◆ EXCERPT TO READ

OIG Issues Advisory Opinion on Manufacturer-Subsidized Patient Reminder Program

June 13, 2011

By Peter M. Jaensch & Alan M. Kirschenbaum

The Office of the Inspector General (“OIG”) of the Department of Health and Human Services has issued a favorable Advisory Opinion on a manufacturer-sponsored patient reminder program for a vaccine, concluding that OIG will not seek penalties under the Federal health care program antikickback law.  The reminder program relates to two vaccines marketed by an unnamed pharmaceutical manufacturer.  The original vaccine was approved in 2000 for the immunization of infants and toddlers against pneumococcal bacterial infection.  In 2010, the manufacturer introduced an expanded vaccine that treats all of the bacterial strains covered by the original vaccine plus additional ones.  Like the original, the expanded vaccine is the only FDA-approved pneumococcal conjugate vaccine for children six weeks to five years old, and except where contra-indicated, the expanded vaccine is universally recommended.  The expanded vaccine is recommended for children who have never received the vaccine.  For children who completed the original vaccine course, one supplemental dose of the expanded vaccine is recommended.

To promote completion of the vaccine course, the vaccine manufacturer offers healthcare insurers and providers a cost-free service to remind the parents of children receiving the vaccine to make appointments for their next or supplemental doses.  Children are only eligible for reminders if they have either (1) received at least one dose of the vaccine, but not completed the full course, or (2) completed the course of the original vaccine, but not received the supplemental dose.  Insurers and providers may receive these reminder services either from the manufacturer or from a third-party contractor retained by the manufacturer.  In either case, the service is cost-free to the insurer or provider.  The reminders are delivered either by postcard or automated telephone call, or both.

◆ ACTION ITEM A
Please copy the passage of the OIG article from "To promote completion" to "call, or both." word for word.
◆ ACTION ITEM B
According to the OIG article, in what ways are the reminders delivered to parents?
You won't need the material that follows the OIG article.

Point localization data
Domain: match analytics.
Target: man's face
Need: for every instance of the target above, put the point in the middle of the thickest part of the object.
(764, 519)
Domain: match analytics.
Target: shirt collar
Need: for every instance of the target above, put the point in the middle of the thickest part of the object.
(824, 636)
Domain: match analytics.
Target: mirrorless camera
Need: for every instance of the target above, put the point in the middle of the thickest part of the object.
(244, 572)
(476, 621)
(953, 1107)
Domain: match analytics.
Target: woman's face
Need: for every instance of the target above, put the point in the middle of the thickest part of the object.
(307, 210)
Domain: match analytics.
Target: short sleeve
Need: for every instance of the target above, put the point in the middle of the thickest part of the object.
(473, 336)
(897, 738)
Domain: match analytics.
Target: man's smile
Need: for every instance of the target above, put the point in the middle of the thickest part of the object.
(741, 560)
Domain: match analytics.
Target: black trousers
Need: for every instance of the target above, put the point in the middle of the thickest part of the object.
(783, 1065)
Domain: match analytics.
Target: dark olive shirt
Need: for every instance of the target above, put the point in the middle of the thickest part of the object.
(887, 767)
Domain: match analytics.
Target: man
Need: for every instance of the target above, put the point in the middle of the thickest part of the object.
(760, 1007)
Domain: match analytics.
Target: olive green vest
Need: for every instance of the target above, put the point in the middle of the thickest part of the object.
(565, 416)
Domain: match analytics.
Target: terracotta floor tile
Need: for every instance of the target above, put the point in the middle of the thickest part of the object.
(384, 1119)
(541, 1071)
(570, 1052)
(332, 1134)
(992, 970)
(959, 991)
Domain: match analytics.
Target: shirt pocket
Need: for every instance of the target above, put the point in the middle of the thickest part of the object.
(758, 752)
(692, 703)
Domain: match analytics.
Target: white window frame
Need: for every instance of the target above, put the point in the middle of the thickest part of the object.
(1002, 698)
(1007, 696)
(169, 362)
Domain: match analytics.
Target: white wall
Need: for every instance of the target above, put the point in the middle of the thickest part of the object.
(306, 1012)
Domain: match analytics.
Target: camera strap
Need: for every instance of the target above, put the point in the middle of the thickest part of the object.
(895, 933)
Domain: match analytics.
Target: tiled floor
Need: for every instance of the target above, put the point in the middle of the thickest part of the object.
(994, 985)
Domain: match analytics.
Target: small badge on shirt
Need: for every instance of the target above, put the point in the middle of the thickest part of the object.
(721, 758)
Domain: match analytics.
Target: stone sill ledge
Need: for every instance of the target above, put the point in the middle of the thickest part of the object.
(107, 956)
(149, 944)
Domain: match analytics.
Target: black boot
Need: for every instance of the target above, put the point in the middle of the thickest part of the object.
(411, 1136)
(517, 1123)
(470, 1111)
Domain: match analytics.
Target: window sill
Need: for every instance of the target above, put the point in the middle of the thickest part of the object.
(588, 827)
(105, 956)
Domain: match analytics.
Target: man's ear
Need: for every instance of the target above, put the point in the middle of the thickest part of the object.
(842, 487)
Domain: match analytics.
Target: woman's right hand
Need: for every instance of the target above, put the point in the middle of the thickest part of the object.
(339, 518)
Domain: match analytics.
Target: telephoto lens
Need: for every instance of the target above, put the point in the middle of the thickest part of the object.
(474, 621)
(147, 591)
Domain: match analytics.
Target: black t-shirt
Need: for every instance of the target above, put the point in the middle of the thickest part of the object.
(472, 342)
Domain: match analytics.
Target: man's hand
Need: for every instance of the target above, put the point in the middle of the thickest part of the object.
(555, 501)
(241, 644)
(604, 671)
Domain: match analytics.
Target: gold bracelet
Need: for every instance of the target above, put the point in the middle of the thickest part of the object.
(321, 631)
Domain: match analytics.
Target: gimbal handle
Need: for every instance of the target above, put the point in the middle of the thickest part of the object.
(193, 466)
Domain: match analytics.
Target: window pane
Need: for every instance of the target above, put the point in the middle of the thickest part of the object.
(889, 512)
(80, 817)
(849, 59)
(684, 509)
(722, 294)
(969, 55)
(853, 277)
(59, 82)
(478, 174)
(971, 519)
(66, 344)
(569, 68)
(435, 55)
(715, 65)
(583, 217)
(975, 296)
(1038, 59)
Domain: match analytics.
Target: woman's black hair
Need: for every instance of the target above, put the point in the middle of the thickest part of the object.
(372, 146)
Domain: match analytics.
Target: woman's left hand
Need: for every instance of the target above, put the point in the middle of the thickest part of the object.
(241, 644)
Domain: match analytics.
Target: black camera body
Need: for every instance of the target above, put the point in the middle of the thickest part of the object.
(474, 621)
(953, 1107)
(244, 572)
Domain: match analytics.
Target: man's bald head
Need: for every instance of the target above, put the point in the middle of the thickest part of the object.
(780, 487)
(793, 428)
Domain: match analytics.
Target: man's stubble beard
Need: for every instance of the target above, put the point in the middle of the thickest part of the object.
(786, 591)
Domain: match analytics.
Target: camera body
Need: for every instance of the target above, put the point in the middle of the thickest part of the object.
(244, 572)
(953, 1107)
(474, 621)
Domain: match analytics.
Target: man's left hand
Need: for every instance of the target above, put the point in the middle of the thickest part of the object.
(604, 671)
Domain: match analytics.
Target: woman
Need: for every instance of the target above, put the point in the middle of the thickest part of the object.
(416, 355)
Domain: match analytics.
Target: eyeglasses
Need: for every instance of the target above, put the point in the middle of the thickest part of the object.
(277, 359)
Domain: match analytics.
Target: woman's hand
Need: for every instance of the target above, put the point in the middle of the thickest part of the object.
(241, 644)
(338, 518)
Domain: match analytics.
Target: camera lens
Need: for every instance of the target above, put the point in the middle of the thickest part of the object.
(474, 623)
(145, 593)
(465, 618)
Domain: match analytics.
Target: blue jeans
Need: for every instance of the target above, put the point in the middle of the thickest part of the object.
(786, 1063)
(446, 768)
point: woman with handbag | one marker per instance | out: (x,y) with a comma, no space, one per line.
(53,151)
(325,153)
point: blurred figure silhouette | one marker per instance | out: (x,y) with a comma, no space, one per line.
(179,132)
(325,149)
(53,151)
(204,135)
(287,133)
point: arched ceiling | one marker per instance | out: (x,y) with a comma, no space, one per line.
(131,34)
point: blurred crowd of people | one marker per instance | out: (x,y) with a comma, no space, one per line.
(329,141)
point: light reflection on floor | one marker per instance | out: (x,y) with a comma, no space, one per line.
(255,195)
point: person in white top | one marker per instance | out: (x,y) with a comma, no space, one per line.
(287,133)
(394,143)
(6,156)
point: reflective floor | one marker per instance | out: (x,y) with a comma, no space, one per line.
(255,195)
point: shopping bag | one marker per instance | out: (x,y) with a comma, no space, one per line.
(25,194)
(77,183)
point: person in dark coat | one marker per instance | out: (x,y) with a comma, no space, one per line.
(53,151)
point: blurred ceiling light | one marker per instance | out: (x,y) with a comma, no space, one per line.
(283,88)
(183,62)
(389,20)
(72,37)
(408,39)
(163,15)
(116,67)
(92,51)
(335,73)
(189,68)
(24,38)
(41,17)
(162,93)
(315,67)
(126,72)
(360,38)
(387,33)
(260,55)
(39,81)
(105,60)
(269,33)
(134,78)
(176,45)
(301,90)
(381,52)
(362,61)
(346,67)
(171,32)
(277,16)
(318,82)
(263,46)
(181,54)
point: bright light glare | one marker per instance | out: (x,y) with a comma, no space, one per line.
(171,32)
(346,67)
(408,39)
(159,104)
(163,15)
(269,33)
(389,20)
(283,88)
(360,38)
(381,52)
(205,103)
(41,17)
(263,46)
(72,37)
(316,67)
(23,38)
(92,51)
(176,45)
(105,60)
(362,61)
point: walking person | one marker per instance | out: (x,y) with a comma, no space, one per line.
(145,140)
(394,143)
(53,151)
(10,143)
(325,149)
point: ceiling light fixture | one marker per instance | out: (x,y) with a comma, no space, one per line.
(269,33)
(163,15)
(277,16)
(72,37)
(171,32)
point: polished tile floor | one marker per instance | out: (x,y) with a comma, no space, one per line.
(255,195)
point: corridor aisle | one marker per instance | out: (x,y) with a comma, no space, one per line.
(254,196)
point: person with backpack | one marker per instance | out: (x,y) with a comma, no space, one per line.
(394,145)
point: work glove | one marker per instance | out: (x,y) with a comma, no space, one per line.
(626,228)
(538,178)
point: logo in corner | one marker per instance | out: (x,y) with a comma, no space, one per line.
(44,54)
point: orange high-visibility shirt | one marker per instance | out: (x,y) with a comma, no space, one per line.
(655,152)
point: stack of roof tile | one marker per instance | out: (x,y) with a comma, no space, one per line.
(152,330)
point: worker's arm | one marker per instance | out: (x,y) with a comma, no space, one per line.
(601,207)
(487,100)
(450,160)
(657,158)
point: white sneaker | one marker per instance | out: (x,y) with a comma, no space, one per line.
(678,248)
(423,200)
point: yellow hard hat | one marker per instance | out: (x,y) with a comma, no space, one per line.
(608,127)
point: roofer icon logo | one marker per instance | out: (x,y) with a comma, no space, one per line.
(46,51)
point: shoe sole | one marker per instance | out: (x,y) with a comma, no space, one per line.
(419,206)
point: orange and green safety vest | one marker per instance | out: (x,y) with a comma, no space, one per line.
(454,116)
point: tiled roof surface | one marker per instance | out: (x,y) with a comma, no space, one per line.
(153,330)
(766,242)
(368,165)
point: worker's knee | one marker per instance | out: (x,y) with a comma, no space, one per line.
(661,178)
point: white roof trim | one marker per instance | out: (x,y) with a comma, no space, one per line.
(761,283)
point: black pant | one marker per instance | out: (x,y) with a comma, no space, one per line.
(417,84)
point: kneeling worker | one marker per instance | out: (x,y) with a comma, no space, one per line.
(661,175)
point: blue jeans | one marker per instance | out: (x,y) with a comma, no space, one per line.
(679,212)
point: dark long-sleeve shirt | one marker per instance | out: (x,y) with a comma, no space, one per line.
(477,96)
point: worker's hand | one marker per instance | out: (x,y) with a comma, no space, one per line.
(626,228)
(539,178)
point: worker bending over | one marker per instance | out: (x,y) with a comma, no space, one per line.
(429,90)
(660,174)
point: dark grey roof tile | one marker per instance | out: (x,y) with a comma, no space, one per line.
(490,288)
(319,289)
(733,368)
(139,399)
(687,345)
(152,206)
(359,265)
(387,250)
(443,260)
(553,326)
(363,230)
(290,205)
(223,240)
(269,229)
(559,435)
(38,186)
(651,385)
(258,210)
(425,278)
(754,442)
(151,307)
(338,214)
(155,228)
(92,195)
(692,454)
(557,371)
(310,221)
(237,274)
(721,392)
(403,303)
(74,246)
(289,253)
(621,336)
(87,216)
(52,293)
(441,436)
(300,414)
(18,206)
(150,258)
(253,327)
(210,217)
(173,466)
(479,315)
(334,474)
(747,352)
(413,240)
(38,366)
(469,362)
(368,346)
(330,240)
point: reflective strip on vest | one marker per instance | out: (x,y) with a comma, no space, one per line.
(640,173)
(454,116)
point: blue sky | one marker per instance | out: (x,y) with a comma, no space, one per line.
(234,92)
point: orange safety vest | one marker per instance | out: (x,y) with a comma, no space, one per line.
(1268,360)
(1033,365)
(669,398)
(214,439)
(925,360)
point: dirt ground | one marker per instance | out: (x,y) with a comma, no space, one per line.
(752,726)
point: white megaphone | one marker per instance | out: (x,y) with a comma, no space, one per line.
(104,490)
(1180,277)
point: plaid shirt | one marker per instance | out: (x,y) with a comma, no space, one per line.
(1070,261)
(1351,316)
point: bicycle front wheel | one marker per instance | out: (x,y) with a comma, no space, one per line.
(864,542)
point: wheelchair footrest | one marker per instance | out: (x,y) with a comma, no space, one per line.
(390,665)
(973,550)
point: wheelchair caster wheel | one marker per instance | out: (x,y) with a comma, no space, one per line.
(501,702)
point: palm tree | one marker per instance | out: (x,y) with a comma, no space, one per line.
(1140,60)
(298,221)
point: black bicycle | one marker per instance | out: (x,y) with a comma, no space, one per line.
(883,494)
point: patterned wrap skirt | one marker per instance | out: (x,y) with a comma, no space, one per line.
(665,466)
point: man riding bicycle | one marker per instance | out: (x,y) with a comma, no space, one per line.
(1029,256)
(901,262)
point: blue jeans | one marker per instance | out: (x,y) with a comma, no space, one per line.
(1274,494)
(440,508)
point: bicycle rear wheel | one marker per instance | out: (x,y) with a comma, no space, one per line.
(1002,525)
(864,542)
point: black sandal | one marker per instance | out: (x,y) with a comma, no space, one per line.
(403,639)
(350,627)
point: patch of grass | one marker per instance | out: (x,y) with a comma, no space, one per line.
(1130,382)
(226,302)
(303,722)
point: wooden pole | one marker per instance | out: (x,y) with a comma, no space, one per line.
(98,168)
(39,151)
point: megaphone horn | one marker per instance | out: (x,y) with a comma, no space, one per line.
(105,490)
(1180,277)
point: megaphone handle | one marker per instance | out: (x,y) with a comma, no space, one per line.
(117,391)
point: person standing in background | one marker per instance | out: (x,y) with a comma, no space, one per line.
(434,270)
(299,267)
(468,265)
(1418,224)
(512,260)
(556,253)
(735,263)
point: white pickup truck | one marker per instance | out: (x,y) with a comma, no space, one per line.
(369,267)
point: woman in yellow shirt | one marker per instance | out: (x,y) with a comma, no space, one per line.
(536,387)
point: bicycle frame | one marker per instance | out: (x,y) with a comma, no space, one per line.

◆ OUTPUT A
To promote completion of the vaccine course, the vaccine manufacturer offers healthcare insurers and providers a cost-free service to remind the parents of children receiving the vaccine to make appointments for their next or supplemental doses.  Children are only eligible for reminders if they have either (1) received at least one dose of the vaccine, but not completed the full course, or (2) completed the course of the original vaccine, but not received the supplemental dose.  Insurers and providers may receive these reminder services either from the manufacturer or from a third-party contractor retained by the manufacturer.  In either case, the service is cost-free to the insurer or provider.  The reminders are delivered either by postcard or automated telephone call, or both.

◆ OUTPUT B
By postcard, by automated telephone call, or both.